Stored rows
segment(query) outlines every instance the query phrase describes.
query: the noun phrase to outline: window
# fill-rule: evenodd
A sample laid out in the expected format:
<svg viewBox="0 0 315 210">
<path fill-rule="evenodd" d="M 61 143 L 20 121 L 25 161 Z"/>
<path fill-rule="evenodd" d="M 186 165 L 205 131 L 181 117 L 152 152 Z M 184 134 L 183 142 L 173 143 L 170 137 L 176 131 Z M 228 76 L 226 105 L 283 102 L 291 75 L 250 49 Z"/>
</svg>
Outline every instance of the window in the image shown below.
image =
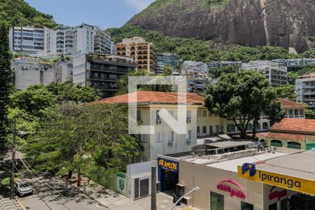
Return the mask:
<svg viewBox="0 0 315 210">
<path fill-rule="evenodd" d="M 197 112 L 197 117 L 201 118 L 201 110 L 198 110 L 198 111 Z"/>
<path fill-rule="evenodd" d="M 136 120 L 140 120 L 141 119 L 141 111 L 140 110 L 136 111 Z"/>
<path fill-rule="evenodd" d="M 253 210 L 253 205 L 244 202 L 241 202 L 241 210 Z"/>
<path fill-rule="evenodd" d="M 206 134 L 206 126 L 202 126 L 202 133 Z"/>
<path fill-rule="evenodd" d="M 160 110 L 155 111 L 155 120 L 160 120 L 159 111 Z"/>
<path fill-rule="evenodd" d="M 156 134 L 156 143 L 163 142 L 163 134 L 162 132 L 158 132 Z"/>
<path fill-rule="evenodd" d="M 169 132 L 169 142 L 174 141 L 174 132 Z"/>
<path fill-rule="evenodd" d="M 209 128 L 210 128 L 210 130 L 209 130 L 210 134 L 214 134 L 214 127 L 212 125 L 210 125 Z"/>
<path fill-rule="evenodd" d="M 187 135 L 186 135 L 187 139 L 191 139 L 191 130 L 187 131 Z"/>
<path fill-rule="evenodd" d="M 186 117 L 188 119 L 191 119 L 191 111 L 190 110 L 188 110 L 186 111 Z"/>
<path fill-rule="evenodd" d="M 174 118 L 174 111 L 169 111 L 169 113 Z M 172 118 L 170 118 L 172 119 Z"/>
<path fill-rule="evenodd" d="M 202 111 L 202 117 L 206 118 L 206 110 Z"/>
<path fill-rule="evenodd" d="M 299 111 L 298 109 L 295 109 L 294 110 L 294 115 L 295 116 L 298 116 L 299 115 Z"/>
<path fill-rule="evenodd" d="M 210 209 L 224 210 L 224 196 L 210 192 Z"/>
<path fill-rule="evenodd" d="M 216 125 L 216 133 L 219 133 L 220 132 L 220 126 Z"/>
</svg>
==
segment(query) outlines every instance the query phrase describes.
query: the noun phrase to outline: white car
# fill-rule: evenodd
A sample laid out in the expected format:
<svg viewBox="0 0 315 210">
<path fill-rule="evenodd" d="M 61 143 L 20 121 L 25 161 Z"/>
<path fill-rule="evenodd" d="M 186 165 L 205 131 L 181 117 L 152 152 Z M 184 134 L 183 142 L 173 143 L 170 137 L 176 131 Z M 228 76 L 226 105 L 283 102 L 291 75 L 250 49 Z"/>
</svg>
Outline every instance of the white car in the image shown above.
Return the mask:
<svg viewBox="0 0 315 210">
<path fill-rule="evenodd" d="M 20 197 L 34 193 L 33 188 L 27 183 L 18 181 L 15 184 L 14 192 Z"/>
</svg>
---
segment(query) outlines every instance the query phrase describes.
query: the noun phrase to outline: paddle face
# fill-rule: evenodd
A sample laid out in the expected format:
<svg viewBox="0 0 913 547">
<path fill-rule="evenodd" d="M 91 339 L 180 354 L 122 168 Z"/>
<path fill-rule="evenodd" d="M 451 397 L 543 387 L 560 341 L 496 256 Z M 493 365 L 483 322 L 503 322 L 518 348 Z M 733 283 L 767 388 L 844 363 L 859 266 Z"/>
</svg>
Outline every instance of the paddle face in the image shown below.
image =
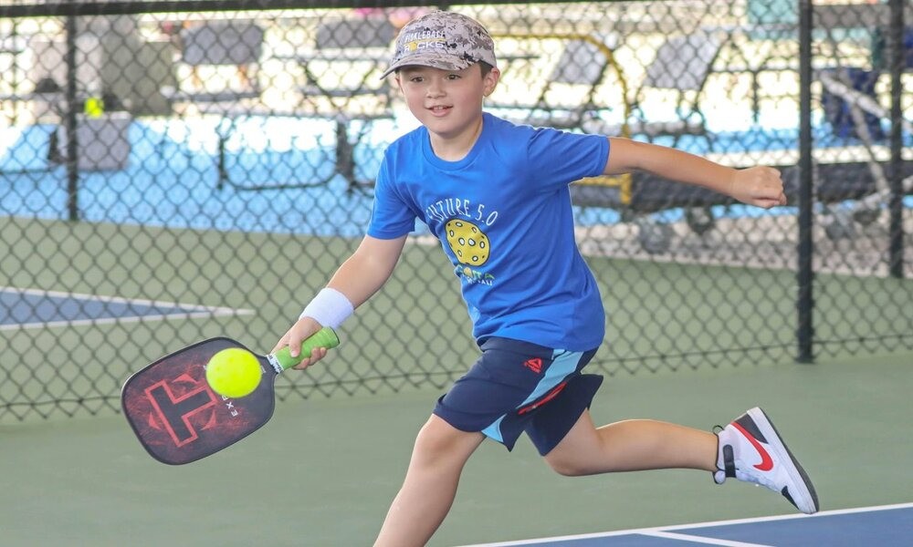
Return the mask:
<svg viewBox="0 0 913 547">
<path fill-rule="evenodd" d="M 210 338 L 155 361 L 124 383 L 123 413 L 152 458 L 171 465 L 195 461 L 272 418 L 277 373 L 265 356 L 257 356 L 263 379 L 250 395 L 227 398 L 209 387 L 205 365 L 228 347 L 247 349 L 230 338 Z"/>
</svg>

Written request
How many lines above contain the word "paddle", with case counting? Reply with the number alone.

Output of the task
2